### PAGE EXTRACT
BEGIN

Air Canada is to begin Vancouver to Bangkok, linking North America and Thailand with the only non-stop service - a significant development. Starting this winter, it will be Air Canada's seventh Asian destination from its Pacific hub in British Columbia.

First Canadian flight in 22 years

According to AeroRoutes, the last time a Canadian carrier served Bangkok was 22 years ago. Canadian Airlines operated Vancouver-Hong Kong-Bangkok until 2000, when Air Canada acquired the airline.

Air Canada's new Bangkok link marks the only non-stop Bangkok-North America service in over a decade. Thai Airways served Bangkok-JFK and Los Angeles, each non-stop. JFK ended in 2008 and Los Angeles in April 2012. It used gas-guzzling A340-500s on the 8,677 miles (13,963km) to JFK and 8,269 miles (13,308km) to Los Angeles. The type was designed for such missions.

END

### PROBLEMS AND TASKS
- 1) Translate this sentence from the airline article into Spanish: "Canadian Airlines operated Vancouver-Hong Kong-Bangkok until 2000, when Air Canada acquired the airline."
- 2) Count the lines of the records that contain the word "petal" and reply with the number alone.
The airline article and the records come from separate, unrelated sources.

### SUPPLIED DATA
BEGIN

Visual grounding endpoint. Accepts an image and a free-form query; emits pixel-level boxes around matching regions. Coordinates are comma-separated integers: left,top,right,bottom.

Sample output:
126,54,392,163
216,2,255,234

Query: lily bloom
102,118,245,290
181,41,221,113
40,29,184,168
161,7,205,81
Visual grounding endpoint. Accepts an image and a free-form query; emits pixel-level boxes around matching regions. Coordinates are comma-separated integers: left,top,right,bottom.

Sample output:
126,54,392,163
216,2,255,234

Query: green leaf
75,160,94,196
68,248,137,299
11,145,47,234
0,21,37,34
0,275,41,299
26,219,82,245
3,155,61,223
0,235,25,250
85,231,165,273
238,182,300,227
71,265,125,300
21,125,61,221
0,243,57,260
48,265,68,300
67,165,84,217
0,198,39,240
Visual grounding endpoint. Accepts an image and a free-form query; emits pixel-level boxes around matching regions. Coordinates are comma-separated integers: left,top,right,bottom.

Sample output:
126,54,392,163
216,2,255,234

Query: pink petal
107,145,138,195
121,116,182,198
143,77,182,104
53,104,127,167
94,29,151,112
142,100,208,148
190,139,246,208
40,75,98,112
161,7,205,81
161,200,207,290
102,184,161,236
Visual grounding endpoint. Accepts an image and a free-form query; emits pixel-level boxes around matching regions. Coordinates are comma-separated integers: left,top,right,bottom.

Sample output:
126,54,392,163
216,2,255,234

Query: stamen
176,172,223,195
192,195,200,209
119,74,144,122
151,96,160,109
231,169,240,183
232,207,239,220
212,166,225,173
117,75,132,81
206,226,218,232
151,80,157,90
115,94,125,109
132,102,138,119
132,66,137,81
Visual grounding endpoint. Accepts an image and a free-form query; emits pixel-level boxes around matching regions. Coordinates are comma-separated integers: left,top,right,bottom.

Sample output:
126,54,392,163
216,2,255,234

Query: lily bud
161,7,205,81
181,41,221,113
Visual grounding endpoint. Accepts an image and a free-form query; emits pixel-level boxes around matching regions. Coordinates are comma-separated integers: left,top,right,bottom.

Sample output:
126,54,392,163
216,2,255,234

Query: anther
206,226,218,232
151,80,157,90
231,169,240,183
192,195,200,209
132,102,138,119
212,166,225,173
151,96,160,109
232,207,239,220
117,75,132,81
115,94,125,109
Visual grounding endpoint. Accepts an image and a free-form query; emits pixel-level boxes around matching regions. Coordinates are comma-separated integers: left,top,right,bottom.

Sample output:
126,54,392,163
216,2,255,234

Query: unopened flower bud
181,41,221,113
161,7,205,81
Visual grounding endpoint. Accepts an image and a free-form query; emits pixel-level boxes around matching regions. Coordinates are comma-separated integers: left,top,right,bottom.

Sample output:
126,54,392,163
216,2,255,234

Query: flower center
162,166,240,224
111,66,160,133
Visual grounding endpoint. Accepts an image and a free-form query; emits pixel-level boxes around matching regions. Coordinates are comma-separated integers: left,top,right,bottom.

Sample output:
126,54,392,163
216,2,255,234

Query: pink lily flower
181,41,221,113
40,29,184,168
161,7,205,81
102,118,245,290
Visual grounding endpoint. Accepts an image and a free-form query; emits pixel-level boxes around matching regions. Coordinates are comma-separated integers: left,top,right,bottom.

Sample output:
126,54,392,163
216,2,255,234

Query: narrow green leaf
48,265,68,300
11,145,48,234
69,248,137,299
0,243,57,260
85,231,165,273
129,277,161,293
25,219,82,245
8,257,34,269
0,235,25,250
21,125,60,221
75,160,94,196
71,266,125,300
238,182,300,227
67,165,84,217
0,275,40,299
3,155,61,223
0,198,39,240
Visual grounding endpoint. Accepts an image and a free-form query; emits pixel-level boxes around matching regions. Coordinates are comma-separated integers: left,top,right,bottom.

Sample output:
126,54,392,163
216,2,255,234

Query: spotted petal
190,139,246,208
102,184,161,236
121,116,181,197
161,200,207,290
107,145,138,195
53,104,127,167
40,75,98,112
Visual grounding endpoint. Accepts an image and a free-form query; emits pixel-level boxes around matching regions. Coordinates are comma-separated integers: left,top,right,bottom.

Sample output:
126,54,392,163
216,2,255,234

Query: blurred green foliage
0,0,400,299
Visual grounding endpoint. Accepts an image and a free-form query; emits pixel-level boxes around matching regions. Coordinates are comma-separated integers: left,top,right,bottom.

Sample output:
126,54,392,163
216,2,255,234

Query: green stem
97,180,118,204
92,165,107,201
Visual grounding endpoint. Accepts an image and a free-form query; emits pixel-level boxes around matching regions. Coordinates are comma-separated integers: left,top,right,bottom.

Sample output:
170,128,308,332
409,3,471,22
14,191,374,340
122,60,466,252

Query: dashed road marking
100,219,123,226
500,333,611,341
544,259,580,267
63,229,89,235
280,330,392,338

END

### ANSWERS IN ORDER
- 1) Canadian Airlines operó Vancouver-Hong Kong-Bangkok hasta 2000, cuando Air Canada adquirió la aerolínea.

- 2) 2